* WORK REQUIRED: Show every line of the entries below that contains the word "bowl". Treat uppercase and lowercase letters as different.
══ PROVIDED RECORDS
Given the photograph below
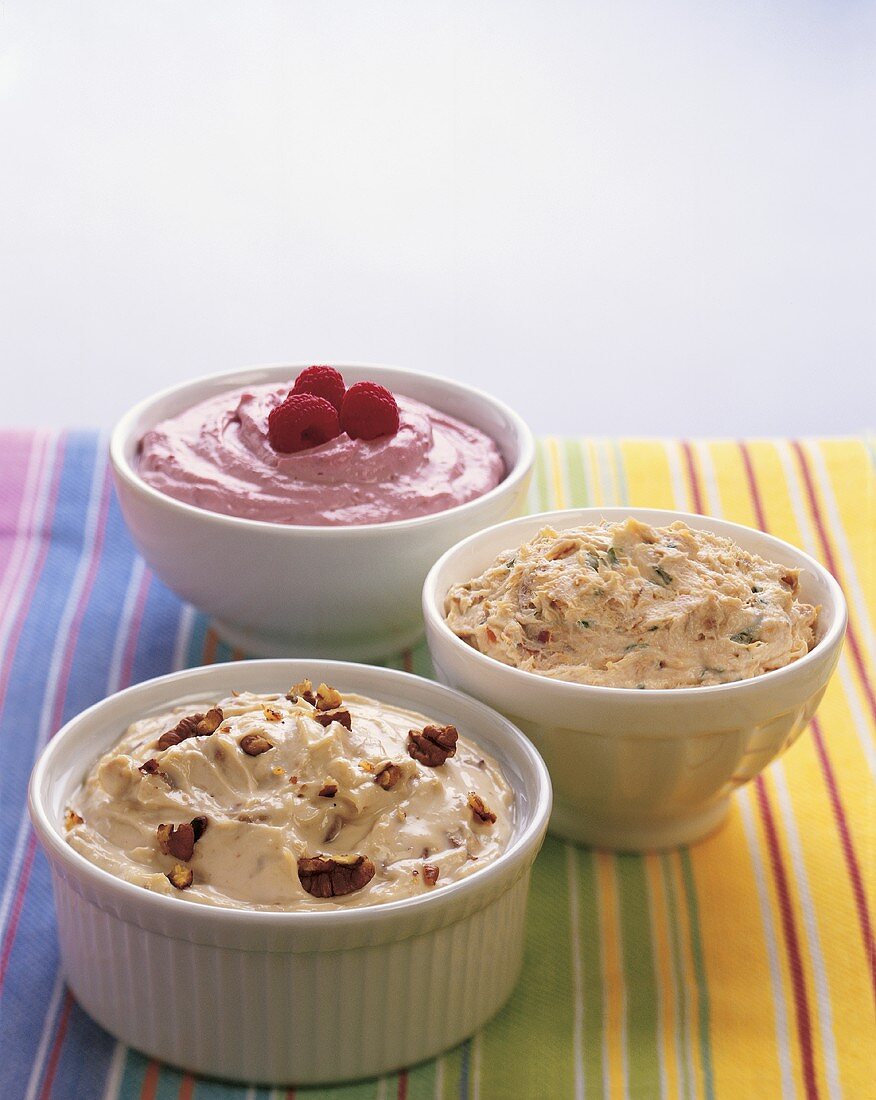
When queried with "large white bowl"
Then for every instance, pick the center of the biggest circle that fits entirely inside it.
(289, 998)
(283, 590)
(641, 769)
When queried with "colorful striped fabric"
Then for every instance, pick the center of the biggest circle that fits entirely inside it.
(743, 967)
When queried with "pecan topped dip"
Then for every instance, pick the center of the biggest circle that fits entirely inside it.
(308, 800)
(627, 605)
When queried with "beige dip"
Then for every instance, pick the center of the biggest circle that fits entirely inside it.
(626, 605)
(281, 806)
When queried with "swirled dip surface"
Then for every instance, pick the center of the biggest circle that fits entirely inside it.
(627, 605)
(265, 812)
(217, 455)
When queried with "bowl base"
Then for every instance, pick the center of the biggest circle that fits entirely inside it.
(253, 644)
(572, 825)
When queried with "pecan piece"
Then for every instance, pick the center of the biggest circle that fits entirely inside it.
(480, 811)
(389, 776)
(326, 717)
(304, 690)
(181, 877)
(433, 745)
(193, 725)
(254, 744)
(335, 876)
(177, 840)
(327, 699)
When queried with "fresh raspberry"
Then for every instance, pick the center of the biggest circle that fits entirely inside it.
(324, 382)
(369, 410)
(300, 421)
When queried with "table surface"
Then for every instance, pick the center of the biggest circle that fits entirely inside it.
(741, 967)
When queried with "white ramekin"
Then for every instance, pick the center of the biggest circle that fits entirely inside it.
(282, 590)
(289, 998)
(641, 769)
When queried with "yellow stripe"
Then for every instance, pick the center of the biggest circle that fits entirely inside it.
(612, 975)
(669, 1016)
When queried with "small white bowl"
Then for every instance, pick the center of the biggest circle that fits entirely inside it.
(641, 769)
(289, 998)
(283, 590)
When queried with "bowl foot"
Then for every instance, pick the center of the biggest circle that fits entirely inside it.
(253, 644)
(657, 836)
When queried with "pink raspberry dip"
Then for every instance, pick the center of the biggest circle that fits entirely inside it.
(217, 455)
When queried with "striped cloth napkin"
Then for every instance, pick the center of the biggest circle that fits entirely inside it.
(743, 967)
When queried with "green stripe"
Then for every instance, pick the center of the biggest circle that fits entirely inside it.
(579, 497)
(643, 1051)
(681, 993)
(539, 494)
(591, 966)
(420, 1082)
(699, 967)
(541, 1008)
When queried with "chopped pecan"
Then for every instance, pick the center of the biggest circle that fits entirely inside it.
(327, 699)
(335, 876)
(389, 776)
(193, 725)
(181, 877)
(481, 812)
(254, 744)
(177, 840)
(326, 717)
(433, 745)
(304, 691)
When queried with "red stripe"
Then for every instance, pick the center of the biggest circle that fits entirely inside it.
(693, 481)
(6, 671)
(52, 1065)
(803, 1023)
(17, 908)
(789, 926)
(816, 509)
(849, 851)
(830, 779)
(150, 1086)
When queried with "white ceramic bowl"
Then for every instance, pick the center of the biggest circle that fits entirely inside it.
(282, 590)
(289, 998)
(641, 769)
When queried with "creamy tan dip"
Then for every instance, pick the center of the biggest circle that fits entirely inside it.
(626, 605)
(281, 806)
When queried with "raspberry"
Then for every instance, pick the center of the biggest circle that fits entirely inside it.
(324, 382)
(369, 410)
(302, 420)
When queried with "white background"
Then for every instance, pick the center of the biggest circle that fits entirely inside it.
(623, 218)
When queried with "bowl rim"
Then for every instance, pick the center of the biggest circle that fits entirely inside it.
(123, 428)
(434, 615)
(145, 901)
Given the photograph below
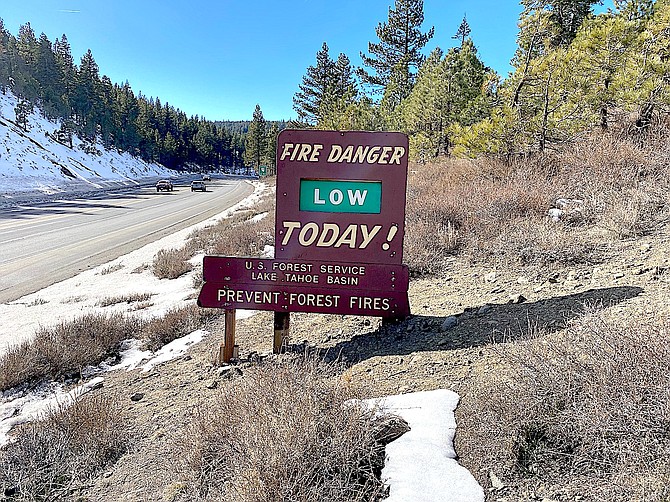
════
* WRITTEN RESPONSE:
When queried with "large white bowl"
When queried with "bowl base"
When queried with "small white bowl"
When queried with "bowl foot"
When queried with "white ceramic bowl"
When queried with "bowl rim"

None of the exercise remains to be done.